Aufgabe 1:
Wie oft sollen laut dem Beitrag über Berlin 2030 die Plenarsitzungen des Berlin-Forums stattfinden?
Aufgabe 2:
Kopiere aus dem Beitrag über Berlin 2030 wörtlich die Stelle von „Ein Raum für“ bis „Kooperationsbereitschaft und Gemeinwohlorientierung.“.

Textauszug:
┌────────

© Bearbeitung: Tagesspiegel/Andrea Katheder
Beate Stoffers’ Vision für Berlin 2030: „Internationale Großveranstaltungen nicht mit provinzieller Radikalität ablehnen“
Zu oft verpuffen neue Ideen im Klein-Klein des Alltags, findet Beate Stoffers, Geschäftsführerin der Stiftung Zukunft Berlin. Sie fordert offenen Dialog statt Selbstblockaden.

Stand:
Berlin wollte immer eine Stadt für alle sein – unabhängig von Herkunft, Identität oder sozialer Schicht. Anders als die anderen europäischen Metropolen, ist Berlin damit ein Kind der Moderne. Dynamik, Aufstieg und Erfolg unabhängig von ethnischer, sozialer und religiöser Herkunft spielen im Selbstverständnis Berlins eine zentrale Rolle.
Das ist Berlins Selbstbild und Stärke. Mit Raum für Innovation, zum Anpacken, Wohnen, für Kunst, Kultur und vielfältige Lebensentwürfe. Und doch droht die Stadt eine andere zu werden, wirkt abweisender statt interessiert, sozial zerklüfteter statt kompromissbereit, manchmal voller Selbstzweifel und nicht souverän, zunehmend im beziehungslosen Nebeneinander von sich separierenden Teilgesellschaften. Die Stadt, die als Symbol des Aufbruchs galt, scheint dabei zu oft in sich gefangen, auf ihre inneren Widersprüche reduziert.
Aus Sicht der Stiftung Zukunft Berlin zusammengefasst: Berlin beschäftigt sich mit den eigenen Blockaden und verschenkt dadurch die notwendige Freisetzung von Dynamik. Frischer Wind weht weiter durch die Stadt, neue Ideen und Initiativen entstehen – viel mehr als in jeder anderen deutschen Stadt. Doch sie verpuffen zu oft im Klein-Klein des Alltags. Um Berlin wieder zukunftsfähig zu machen, braucht es Kraft zu einer neuen Offenheit nach außen, Mut zum großen Denken und eine Kultur der Zusammenarbeit, die alle in der Stadtgesellschaft einbezieht. Es braucht auch Orte, in denen Meinungen und Strategien sich vorurteilsfrei begegnen können.
Ein Raum für Dialog und Gemeinwohl
Als Stiftung Zukunft Berlin haben wir mit Partnern das Diskussionsformat Berlin-Forum auf den Weg gebracht, das wir dauerhaft institutionalisieren wollen: ein Verhandlungsraum der Stadtgesellschaft mit Plenarsitzungen alle drei Monate, in dem Vorstellungen und Strategien für die Entwicklung der Stadt im 21. Jahrhundert entworfen werden. Hier kommen Politik, Verwaltung, Zivilgesellschaft und zivile Initiativen zusammen – nicht getrieben von Ressortdenken oder Einzelinteressen, sondern von Kooperationsbereitschaft und Gemeinwohlorientierung.

└────────

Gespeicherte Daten
┌────────

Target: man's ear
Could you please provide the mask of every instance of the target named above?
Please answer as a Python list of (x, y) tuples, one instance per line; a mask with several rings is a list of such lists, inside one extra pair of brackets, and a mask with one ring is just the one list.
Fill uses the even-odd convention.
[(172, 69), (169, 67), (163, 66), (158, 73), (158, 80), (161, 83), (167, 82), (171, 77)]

└────────

Antwort 1:
Alle drei Monate.

Antwort 2:
Ein Raum für Dialog und Gemeinwohl
Als Stiftung Zukunft Berlin haben wir mit Partnern das Diskussionsformat Berlin-Forum auf den Weg gebracht, das wir dauerhaft institutionalisieren wollen: ein Verhandlungsraum der Stadtgesellschaft mit Plenarsitzungen alle drei Monate, in dem Vorstellungen und Strategien für die Entwicklung der Stadt im 21. Jahrhundert entworfen werden. Hier kommen Politik, Verwaltung, Zivilgesellschaft und zivile Initiativen zusammen – nicht getrieben von Ressortdenken oder Einzelinteressen, sondern von Kooperationsbereitschaft und Gemeinwohlorientierung.